● **ABOUT THIS TASK**: The data needs to be returned in full, exactly as it reads.
::: DATASET RECORDS :::
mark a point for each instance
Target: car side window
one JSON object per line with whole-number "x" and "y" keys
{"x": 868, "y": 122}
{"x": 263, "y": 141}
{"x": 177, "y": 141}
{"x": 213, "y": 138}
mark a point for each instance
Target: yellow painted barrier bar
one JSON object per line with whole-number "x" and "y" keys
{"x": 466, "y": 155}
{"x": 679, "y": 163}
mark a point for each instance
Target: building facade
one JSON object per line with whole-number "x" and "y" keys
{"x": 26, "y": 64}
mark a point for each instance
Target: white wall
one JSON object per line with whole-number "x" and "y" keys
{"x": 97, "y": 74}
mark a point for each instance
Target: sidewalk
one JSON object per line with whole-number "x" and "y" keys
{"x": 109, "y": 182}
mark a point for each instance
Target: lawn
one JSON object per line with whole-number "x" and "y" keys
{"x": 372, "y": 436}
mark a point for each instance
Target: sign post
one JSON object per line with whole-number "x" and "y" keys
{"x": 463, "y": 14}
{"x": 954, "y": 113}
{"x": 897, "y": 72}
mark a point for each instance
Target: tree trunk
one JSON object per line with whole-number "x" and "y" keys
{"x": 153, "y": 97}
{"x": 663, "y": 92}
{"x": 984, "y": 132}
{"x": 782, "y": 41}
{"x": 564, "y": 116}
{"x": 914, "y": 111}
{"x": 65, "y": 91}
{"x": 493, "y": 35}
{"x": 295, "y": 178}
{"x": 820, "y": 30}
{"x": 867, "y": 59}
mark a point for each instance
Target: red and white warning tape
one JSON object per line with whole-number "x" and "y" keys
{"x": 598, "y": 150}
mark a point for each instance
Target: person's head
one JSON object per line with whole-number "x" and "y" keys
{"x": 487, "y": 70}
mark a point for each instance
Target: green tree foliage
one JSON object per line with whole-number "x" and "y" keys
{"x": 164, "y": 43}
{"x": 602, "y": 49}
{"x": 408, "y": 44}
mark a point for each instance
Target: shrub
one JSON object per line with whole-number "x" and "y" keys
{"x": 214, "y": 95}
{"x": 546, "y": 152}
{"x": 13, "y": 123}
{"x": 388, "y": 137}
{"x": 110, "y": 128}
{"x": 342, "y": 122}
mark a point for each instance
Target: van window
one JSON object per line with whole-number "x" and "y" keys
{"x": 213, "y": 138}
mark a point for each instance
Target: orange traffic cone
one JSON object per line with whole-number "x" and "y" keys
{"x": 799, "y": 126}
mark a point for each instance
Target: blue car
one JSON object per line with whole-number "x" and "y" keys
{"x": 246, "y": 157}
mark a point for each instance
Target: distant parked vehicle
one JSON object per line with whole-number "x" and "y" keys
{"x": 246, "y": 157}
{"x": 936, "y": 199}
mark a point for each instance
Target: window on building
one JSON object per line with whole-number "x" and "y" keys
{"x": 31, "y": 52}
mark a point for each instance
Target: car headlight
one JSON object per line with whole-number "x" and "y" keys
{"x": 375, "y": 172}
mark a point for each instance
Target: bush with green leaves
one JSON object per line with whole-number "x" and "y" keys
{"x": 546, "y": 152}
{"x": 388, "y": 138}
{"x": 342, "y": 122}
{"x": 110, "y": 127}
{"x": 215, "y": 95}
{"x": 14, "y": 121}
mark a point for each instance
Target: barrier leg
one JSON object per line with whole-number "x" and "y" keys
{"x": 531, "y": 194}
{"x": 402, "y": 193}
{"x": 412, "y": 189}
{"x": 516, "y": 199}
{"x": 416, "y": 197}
:::
● **RESPONSE FOR THIS EXERCISE**:
mark a point for each instance
Target: car side window
one JSON object per line with whole-number "x" and "y" keys
{"x": 868, "y": 122}
{"x": 263, "y": 141}
{"x": 177, "y": 141}
{"x": 213, "y": 138}
mark a point for each instance
Target: yellow painted barrier bar
one JSON object per line with whole-number "x" and "y" keys
{"x": 466, "y": 155}
{"x": 679, "y": 163}
mark a point for each instance
Target: building facade
one JSON object per line with whole-number "x" and "y" keys
{"x": 26, "y": 64}
mark a point for each instance
Target: white wall
one JSON object per line with whole-number "x" and "y" keys
{"x": 97, "y": 74}
mark a point for each instance
Target: sidewalk
one JSON object per line with whole-number "x" and "y" keys
{"x": 109, "y": 182}
mark a point for each instance
Target: lawn
one JSON object per line with whole-number "x" and "y" keys
{"x": 372, "y": 436}
mark a point for each instance
Target: sign post
one JSON object per line with whole-number "x" and "y" keys
{"x": 463, "y": 14}
{"x": 954, "y": 113}
{"x": 897, "y": 72}
mark a point for each instance
Target: tree trunk
one JSON object per line with whole-number "x" and "y" keys
{"x": 153, "y": 97}
{"x": 663, "y": 92}
{"x": 984, "y": 132}
{"x": 782, "y": 41}
{"x": 564, "y": 116}
{"x": 914, "y": 111}
{"x": 65, "y": 91}
{"x": 493, "y": 35}
{"x": 295, "y": 178}
{"x": 820, "y": 30}
{"x": 867, "y": 59}
mark a point for each instance
Target: red and white warning tape
one JSON object per line with whole-number "x" and "y" keys
{"x": 598, "y": 150}
mark a point for each instance
Target: person's head
one JSON object per line with whole-number "x" and "y" keys
{"x": 487, "y": 70}
mark a point for each instance
Target: green tree foliage
one JSON object per line with whole-number "x" and "y" keys
{"x": 164, "y": 43}
{"x": 602, "y": 49}
{"x": 408, "y": 44}
mark a point for each instance
Target: shrub
one JSON object per line with whole-number "x" and "y" keys
{"x": 214, "y": 95}
{"x": 546, "y": 152}
{"x": 13, "y": 123}
{"x": 388, "y": 137}
{"x": 110, "y": 128}
{"x": 342, "y": 122}
mark a point for each instance
Target: van window
one JSON object per line with whole-number "x" and "y" keys
{"x": 213, "y": 138}
mark a point for each instance
Target: orange traffic cone
one JSON object per line with whole-number "x" and "y" keys
{"x": 799, "y": 126}
mark a point for each instance
Target: blue car
one JSON object per line with whole-number "x" and "y" keys
{"x": 246, "y": 157}
mark a point for each instance
Target: distant parked vehicle
one JSON object per line with whole-number "x" and "y" keys
{"x": 246, "y": 157}
{"x": 936, "y": 199}
mark a point for each instance
Target: window on building
one JSON object per line with whole-number "x" and "y" keys
{"x": 31, "y": 52}
mark a point for each instance
Target: car headlight
one JSON object per line with whole-number "x" and "y" keys
{"x": 375, "y": 172}
mark a point for each instance
Target: bush with green leaves
one JSON object per line with whole-number "x" and "y" keys
{"x": 546, "y": 152}
{"x": 388, "y": 138}
{"x": 342, "y": 122}
{"x": 110, "y": 127}
{"x": 215, "y": 95}
{"x": 14, "y": 121}
mark a point for each instance
Target: barrier leg
one JSON object per line with whole-number "x" and "y" keys
{"x": 531, "y": 194}
{"x": 402, "y": 193}
{"x": 412, "y": 189}
{"x": 516, "y": 199}
{"x": 416, "y": 197}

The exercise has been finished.